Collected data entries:
___
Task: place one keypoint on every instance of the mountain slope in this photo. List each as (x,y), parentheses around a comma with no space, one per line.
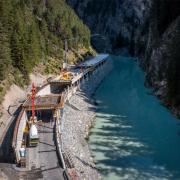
(32,32)
(151,31)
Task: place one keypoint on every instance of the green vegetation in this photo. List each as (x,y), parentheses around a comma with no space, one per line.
(32,32)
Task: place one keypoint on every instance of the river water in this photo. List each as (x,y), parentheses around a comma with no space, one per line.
(134,137)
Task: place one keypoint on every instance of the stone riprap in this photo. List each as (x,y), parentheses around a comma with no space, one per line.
(79,113)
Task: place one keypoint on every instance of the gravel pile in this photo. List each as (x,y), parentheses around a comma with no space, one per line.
(78,116)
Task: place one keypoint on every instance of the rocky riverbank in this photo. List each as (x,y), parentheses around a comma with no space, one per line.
(78,116)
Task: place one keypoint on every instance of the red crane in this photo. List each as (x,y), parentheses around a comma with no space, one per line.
(33,91)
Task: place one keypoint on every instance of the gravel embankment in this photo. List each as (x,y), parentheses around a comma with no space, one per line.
(78,116)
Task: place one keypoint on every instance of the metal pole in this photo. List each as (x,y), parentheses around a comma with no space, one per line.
(65,54)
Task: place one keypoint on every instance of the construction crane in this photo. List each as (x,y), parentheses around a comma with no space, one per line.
(33,132)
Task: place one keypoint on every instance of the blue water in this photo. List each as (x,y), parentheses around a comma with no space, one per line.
(134,137)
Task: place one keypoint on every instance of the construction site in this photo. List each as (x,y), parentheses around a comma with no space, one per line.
(39,126)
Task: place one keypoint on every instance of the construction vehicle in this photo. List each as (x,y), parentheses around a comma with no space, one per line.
(33,138)
(66,76)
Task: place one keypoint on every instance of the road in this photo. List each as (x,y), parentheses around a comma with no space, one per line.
(44,156)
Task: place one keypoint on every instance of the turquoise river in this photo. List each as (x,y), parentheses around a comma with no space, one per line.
(134,136)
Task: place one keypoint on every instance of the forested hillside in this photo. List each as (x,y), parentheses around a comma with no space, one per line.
(32,32)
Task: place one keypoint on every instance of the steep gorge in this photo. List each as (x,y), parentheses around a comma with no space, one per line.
(150,30)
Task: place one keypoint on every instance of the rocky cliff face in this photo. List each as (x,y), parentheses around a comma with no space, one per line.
(151,31)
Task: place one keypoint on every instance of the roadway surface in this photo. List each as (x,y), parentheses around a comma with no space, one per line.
(44,156)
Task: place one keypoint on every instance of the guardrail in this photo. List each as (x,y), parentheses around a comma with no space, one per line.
(65,157)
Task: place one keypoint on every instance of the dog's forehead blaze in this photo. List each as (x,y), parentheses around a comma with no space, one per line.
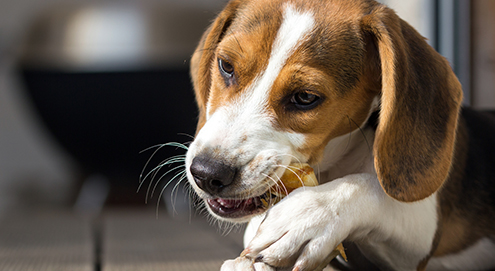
(258,57)
(270,59)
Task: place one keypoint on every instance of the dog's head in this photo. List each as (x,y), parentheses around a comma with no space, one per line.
(276,81)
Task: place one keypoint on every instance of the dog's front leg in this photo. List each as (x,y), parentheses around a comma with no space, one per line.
(304,228)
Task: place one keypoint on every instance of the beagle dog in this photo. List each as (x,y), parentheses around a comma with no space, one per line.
(406,175)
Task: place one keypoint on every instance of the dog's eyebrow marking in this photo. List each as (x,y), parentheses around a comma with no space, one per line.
(295,27)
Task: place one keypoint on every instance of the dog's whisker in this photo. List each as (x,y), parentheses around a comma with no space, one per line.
(174,159)
(182,177)
(163,176)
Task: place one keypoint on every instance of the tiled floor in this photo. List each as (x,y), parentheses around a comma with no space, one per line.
(119,240)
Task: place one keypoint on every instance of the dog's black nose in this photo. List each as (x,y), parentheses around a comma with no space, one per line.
(211,175)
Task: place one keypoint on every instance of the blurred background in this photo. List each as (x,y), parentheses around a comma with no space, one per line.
(86,85)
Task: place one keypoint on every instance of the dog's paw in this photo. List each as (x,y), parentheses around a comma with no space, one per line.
(302,230)
(245,264)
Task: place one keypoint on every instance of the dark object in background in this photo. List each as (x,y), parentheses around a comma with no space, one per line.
(106,100)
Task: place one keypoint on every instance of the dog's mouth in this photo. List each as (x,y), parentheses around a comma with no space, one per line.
(238,208)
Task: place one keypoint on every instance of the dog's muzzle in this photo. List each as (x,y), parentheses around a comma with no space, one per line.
(212,176)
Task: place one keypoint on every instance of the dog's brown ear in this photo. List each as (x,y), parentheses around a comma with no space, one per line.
(420,101)
(202,59)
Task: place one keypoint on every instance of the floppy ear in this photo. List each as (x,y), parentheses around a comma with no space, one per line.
(202,60)
(420,101)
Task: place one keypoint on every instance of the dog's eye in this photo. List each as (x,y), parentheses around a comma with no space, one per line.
(304,100)
(226,68)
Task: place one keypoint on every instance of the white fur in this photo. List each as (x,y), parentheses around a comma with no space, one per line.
(352,207)
(242,131)
(480,256)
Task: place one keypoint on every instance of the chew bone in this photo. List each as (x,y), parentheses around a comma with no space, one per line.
(295,176)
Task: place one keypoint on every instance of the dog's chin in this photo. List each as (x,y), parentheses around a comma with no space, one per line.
(235,210)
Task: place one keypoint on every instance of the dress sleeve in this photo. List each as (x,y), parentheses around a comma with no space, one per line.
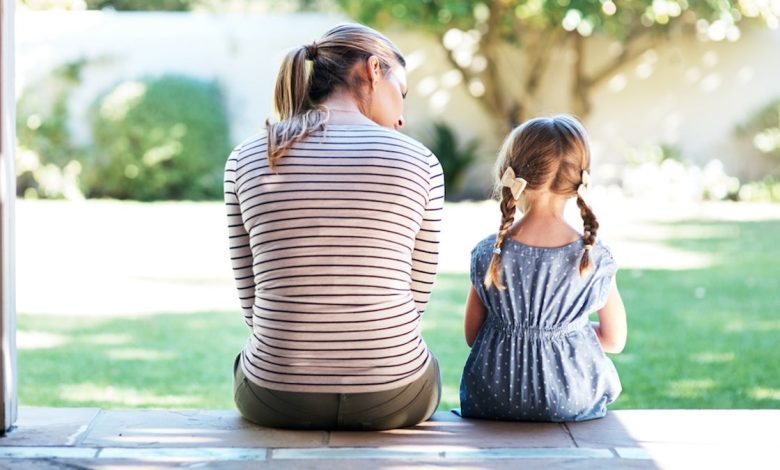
___
> Short exercise
Locate every line in the records containing the word "crane" and copy each one out in full, matching case exactly.

> Answer to the exercise
Task: place one keypoint on every instance of the red crane in this photo. List each as (x,y), parentheses around a comma with no space, one per line.
Task: place one keypoint on every instance of the construction crane in this photo. List each as (x,y), parentheses around a comma with no space, one per line.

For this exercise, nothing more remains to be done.